** Supplied data follows **

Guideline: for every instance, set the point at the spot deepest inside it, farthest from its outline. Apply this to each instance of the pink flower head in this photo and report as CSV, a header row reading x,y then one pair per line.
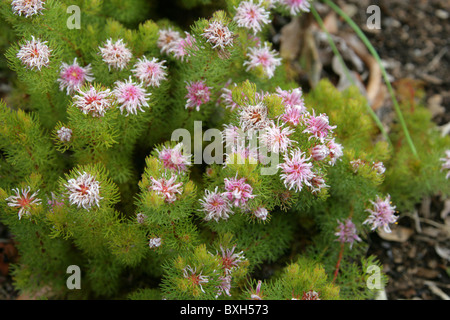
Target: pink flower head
x,y
218,35
24,201
446,163
292,115
382,214
130,96
64,134
251,16
167,40
261,213
225,286
378,167
292,98
238,191
166,188
276,138
227,98
84,190
317,184
310,295
72,77
263,57
174,159
116,54
257,294
198,94
319,152
335,151
346,232
253,118
296,6
297,170
34,54
93,101
318,126
27,8
216,206
150,72
180,46
231,260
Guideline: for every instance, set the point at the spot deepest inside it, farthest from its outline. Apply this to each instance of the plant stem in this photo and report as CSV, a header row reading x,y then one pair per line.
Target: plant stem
x,y
347,72
374,53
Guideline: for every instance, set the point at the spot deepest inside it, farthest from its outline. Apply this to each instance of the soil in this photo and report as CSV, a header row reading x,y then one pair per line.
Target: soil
x,y
414,44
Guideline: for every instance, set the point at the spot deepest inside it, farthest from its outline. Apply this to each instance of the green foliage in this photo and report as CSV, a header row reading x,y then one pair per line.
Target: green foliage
x,y
146,216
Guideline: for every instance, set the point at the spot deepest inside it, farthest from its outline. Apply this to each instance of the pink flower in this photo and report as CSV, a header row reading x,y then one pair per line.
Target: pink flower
x,y
167,40
317,184
251,16
218,35
296,6
166,188
72,77
84,191
382,214
292,98
198,94
64,134
257,294
346,232
116,54
174,159
292,115
318,126
261,213
276,138
297,170
335,151
34,54
238,191
150,73
446,163
130,96
253,118
93,101
320,152
263,57
27,7
24,201
310,295
215,205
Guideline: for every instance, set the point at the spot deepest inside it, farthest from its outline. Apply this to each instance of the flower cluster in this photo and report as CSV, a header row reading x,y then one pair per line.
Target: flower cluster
x,y
34,54
24,201
382,214
84,191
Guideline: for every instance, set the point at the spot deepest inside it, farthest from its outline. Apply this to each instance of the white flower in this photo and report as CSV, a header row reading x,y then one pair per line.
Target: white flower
x,y
218,35
130,96
24,201
93,101
34,54
72,77
64,134
150,72
251,16
84,191
27,7
116,54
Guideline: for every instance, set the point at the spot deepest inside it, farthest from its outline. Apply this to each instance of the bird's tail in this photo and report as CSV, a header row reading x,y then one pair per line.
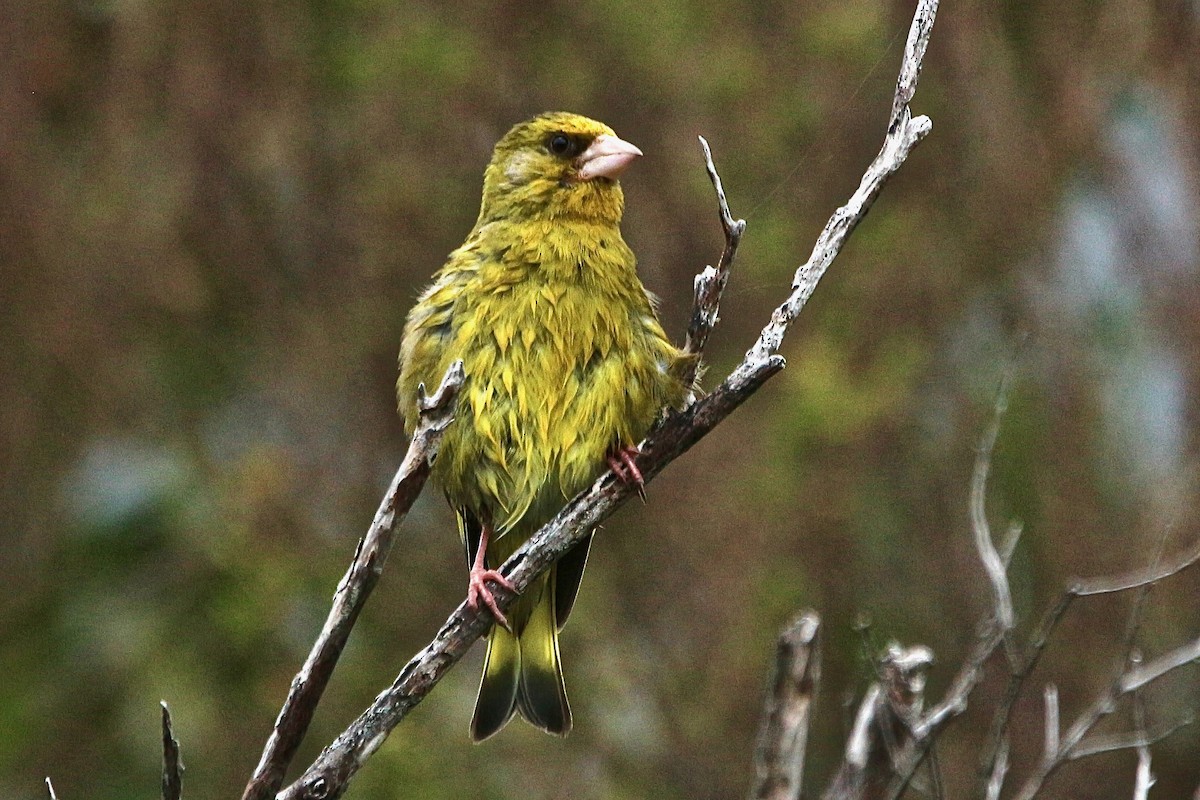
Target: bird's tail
x,y
522,672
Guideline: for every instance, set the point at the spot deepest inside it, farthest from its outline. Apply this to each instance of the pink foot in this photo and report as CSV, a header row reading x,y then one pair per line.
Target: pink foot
x,y
623,465
478,591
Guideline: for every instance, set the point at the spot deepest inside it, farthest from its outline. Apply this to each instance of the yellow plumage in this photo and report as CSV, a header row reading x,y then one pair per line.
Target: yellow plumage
x,y
567,364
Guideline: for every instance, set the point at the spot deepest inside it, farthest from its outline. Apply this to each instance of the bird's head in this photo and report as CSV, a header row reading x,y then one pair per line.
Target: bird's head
x,y
557,166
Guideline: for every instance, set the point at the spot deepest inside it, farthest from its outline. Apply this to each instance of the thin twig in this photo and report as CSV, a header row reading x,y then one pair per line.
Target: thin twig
x,y
709,284
1161,666
904,133
1099,744
991,559
784,733
1127,679
1143,779
1050,737
353,590
1140,577
996,782
172,765
1045,627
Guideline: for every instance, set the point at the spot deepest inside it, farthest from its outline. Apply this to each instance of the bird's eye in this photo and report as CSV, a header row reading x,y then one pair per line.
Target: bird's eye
x,y
559,144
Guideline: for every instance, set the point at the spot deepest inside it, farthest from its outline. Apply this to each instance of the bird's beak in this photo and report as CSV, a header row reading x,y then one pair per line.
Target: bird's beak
x,y
606,157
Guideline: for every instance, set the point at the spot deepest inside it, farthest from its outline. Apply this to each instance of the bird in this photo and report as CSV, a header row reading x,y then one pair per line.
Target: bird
x,y
567,370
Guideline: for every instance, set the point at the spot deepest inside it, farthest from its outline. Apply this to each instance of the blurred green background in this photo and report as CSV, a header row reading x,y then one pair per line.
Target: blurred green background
x,y
214,217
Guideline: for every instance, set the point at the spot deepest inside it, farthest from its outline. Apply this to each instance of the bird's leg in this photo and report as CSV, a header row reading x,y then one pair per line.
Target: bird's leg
x,y
477,585
621,462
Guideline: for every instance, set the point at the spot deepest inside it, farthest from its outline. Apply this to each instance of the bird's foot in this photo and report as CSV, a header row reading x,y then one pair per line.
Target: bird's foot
x,y
478,591
621,462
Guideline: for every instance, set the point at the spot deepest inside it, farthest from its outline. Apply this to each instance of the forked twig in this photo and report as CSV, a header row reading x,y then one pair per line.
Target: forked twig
x,y
784,733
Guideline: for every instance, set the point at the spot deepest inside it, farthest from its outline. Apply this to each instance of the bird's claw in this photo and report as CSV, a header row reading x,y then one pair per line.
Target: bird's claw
x,y
478,593
623,465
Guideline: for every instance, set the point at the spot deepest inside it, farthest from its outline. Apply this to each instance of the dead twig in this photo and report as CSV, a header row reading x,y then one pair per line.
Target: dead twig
x,y
172,765
784,733
353,590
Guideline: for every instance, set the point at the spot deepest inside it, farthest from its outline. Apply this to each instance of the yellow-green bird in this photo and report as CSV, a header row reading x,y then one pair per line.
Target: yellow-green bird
x,y
567,368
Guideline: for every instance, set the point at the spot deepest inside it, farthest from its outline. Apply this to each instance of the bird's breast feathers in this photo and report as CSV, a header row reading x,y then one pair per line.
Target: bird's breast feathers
x,y
564,360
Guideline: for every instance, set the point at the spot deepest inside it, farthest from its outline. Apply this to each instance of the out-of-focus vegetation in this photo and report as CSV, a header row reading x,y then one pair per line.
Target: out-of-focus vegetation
x,y
214,217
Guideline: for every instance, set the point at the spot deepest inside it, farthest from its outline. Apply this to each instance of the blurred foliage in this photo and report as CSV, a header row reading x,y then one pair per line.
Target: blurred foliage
x,y
214,217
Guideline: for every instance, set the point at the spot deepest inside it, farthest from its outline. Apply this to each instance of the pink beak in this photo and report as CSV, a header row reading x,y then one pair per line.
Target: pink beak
x,y
606,157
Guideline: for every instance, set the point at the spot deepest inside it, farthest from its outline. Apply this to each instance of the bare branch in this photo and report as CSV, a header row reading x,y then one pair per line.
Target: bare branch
x,y
1096,745
328,777
1045,627
172,765
1050,749
1161,666
1144,779
904,133
709,284
355,587
850,782
913,56
996,782
1141,577
993,561
1128,680
784,733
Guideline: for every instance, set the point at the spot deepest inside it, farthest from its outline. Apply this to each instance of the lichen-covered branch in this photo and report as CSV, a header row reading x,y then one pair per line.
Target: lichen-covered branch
x,y
172,765
675,434
784,733
436,413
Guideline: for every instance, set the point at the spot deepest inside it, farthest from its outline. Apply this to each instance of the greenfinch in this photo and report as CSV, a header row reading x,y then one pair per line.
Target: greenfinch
x,y
567,370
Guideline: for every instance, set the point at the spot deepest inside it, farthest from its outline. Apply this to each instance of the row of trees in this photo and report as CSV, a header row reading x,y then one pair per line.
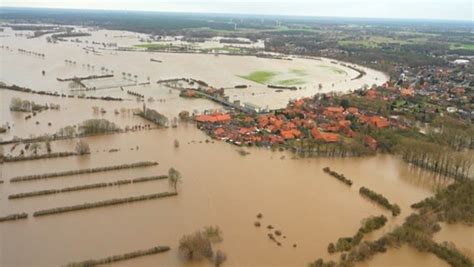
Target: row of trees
x,y
431,156
452,204
198,246
347,243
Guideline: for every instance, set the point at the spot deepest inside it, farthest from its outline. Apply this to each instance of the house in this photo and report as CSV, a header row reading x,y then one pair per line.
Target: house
x,y
326,137
217,117
370,142
378,122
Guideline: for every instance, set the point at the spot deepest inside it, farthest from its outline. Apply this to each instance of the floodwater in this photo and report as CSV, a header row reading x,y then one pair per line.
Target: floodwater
x,y
219,71
219,186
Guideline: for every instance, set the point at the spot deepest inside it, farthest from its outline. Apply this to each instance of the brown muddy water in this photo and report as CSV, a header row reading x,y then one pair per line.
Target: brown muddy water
x,y
220,187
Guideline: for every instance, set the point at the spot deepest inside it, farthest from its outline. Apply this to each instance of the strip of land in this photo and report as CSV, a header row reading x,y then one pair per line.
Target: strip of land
x,y
82,171
104,203
121,257
86,187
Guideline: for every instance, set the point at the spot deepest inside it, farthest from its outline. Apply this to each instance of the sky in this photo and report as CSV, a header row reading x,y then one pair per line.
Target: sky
x,y
408,9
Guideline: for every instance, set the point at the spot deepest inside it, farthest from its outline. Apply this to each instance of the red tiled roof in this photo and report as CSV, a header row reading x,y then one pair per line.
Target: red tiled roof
x,y
379,122
213,118
371,142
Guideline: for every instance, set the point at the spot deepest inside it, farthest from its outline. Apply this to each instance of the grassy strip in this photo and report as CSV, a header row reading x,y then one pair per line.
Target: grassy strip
x,y
338,176
150,178
104,203
14,217
85,187
347,243
82,171
381,200
121,257
35,157
260,76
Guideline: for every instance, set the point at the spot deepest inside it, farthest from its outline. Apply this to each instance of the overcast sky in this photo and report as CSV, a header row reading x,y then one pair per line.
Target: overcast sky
x,y
413,9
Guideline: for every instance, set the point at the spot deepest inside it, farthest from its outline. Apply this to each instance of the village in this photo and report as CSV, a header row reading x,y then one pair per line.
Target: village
x,y
351,120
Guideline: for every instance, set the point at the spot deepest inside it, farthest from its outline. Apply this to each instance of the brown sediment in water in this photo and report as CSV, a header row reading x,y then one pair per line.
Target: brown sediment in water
x,y
82,171
86,187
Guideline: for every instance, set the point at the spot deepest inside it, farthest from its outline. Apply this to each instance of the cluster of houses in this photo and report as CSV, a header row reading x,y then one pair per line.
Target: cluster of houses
x,y
450,88
301,119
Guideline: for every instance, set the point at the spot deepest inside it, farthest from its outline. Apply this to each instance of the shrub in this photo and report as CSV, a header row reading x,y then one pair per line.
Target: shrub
x,y
82,148
195,246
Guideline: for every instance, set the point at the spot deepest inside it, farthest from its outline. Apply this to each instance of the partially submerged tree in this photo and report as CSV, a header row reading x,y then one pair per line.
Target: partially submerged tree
x,y
82,148
174,177
35,146
195,246
219,258
176,143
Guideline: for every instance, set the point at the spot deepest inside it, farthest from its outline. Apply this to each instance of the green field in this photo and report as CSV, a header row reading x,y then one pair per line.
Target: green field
x,y
287,78
154,46
262,76
298,72
291,82
462,46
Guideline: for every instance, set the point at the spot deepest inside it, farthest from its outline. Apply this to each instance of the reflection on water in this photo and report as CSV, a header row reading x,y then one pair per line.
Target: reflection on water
x,y
220,187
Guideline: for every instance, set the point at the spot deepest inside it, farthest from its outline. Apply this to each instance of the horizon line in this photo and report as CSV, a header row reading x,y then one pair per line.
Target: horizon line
x,y
245,14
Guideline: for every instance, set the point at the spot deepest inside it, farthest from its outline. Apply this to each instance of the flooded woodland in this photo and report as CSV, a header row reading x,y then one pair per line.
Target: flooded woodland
x,y
219,187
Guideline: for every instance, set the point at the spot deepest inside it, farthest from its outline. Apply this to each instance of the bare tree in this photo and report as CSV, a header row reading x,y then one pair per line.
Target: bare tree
x,y
195,246
219,258
174,177
35,146
82,148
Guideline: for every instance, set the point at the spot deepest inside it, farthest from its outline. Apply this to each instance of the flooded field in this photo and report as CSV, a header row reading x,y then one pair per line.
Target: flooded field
x,y
223,188
320,75
219,186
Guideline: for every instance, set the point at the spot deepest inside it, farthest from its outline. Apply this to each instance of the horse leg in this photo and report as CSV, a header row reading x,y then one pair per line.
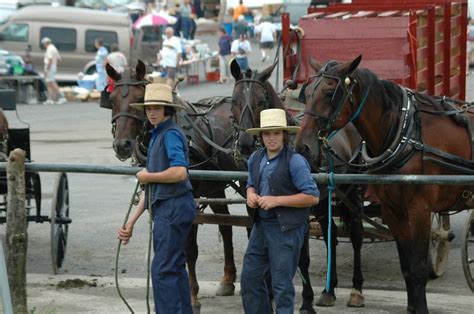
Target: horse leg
x,y
412,238
328,298
354,224
303,264
192,255
226,287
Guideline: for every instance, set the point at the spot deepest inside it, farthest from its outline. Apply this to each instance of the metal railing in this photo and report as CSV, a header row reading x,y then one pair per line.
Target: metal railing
x,y
321,178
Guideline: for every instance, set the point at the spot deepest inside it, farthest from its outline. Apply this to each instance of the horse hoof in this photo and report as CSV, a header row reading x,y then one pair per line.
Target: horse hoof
x,y
326,299
196,308
307,311
225,289
356,299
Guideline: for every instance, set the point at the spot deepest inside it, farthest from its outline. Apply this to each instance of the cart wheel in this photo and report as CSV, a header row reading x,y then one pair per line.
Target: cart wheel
x,y
467,251
439,245
59,221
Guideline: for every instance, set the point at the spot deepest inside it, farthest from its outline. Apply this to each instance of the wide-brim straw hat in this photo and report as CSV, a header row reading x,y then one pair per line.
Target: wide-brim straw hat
x,y
158,95
273,120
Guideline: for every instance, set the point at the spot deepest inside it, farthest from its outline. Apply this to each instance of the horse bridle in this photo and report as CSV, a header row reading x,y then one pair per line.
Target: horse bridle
x,y
124,86
341,93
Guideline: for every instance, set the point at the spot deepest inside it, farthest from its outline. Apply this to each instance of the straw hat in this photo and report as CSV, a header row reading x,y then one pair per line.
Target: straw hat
x,y
273,120
158,94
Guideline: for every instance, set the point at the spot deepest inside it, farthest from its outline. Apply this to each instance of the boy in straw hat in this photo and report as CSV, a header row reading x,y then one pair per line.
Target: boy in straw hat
x,y
171,201
281,188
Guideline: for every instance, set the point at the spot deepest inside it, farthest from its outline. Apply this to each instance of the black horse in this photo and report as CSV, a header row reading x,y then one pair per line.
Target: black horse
x,y
252,94
210,134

** End of Supplied data **

- [Exercise] All that is wanted is a faithful reproduction of the line above with "Target: dead twig", the line with "of the yellow-green", and every line in between.

- [Completed task]
Target: dead twig
x,y
172,765
784,733
353,590
Guideline: for every instance, set the point at the spot deepest inside it, farthest from its outline. Apply this to each instance of the yellow-green bird in this photo and report as CSV, a header row reading x,y then one pair per line.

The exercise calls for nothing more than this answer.